+++ Records for processing +++

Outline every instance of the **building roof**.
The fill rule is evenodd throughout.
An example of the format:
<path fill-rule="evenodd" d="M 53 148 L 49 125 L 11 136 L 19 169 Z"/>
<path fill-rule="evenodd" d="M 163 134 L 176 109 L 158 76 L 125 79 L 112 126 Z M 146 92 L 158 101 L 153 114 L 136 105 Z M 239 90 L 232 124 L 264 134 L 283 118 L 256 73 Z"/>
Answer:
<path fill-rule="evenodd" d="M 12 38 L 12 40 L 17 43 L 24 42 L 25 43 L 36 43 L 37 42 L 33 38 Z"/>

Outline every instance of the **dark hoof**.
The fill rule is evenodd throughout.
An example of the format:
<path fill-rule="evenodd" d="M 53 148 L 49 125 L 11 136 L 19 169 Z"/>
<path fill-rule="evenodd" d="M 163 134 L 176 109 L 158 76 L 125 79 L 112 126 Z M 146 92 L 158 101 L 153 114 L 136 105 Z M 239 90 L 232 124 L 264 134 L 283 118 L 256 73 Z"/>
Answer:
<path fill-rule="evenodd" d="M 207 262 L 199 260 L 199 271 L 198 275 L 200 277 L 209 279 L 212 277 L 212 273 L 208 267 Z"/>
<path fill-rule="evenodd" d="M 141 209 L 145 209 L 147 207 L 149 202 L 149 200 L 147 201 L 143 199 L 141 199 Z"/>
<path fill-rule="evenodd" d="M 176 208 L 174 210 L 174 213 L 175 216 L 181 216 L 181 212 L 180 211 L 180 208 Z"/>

+++

Set problem :: Render every line of the items above as a Markdown table with the columns No. and Line, numbering the rows in order and omitting blank lines.

Solved problem ::
| No. | Line |
|---|---|
| 1 | Outline every instance of the **building roof**. |
| 2 | The fill rule is evenodd throughout. |
| 3 | An example of the format: |
| 4 | <path fill-rule="evenodd" d="M 53 148 L 49 125 L 11 136 L 19 169 Z"/> |
| 5 | <path fill-rule="evenodd" d="M 163 134 L 176 109 L 158 76 L 125 79 L 112 126 Z M 146 92 L 158 101 L 153 114 L 136 105 Z M 239 90 L 232 124 L 264 134 L 283 118 L 256 73 Z"/> |
| 6 | Answer: |
| 7 | <path fill-rule="evenodd" d="M 12 38 L 12 40 L 17 43 L 24 42 L 25 43 L 36 43 L 37 42 L 33 38 Z"/> |
| 8 | Outline every instance of the **dark hoof**. |
| 9 | The fill rule is evenodd throughout. |
| 10 | An example of the format: |
| 11 | <path fill-rule="evenodd" d="M 53 148 L 49 125 L 11 136 L 19 169 Z"/> |
| 12 | <path fill-rule="evenodd" d="M 163 134 L 176 109 L 158 76 L 125 79 L 112 126 Z M 146 92 L 158 101 L 153 114 L 136 105 Z M 239 90 L 232 124 L 264 134 L 283 118 L 256 73 Z"/> |
| 13 | Answer: |
| 14 | <path fill-rule="evenodd" d="M 207 262 L 199 260 L 199 271 L 198 275 L 200 277 L 209 279 L 212 277 L 212 273 L 208 267 Z"/> |
| 15 | <path fill-rule="evenodd" d="M 141 209 L 145 209 L 147 207 L 149 202 L 149 200 L 147 201 L 143 199 L 141 199 Z"/> |
| 16 | <path fill-rule="evenodd" d="M 176 208 L 174 210 L 174 213 L 175 216 L 181 216 L 181 212 L 180 211 L 180 208 Z"/> |